* _Exercise instructions_: Tally the lines in the records that contain the string "tree". Reply with the count alone.
──────── Record extracts
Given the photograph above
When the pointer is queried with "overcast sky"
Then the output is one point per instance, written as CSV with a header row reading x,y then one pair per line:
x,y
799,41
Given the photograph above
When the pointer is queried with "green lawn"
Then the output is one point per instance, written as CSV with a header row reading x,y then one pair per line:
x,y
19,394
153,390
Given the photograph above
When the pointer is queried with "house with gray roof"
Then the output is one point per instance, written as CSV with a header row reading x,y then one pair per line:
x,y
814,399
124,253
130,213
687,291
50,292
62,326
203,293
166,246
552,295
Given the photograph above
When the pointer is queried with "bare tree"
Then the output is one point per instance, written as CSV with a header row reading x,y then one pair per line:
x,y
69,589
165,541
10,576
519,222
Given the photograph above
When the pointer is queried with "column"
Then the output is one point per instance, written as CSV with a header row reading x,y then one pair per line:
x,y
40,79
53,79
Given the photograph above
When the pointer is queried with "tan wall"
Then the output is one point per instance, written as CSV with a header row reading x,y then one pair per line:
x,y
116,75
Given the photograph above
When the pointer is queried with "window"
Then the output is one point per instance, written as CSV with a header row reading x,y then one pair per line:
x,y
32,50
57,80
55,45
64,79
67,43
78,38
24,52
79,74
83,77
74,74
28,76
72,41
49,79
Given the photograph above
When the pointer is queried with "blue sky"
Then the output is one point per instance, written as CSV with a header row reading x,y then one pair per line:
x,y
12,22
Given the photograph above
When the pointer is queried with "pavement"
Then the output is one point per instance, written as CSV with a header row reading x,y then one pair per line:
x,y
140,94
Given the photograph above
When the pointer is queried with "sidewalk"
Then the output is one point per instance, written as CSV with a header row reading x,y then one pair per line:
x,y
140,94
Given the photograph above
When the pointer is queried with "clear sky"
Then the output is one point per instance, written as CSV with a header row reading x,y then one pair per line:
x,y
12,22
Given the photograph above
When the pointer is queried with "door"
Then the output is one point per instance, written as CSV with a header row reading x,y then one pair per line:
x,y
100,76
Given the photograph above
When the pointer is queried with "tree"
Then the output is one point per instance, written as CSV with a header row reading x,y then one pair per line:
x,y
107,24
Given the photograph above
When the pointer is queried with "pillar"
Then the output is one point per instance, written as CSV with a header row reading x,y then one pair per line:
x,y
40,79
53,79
────────────────
* _Problem solution_: 2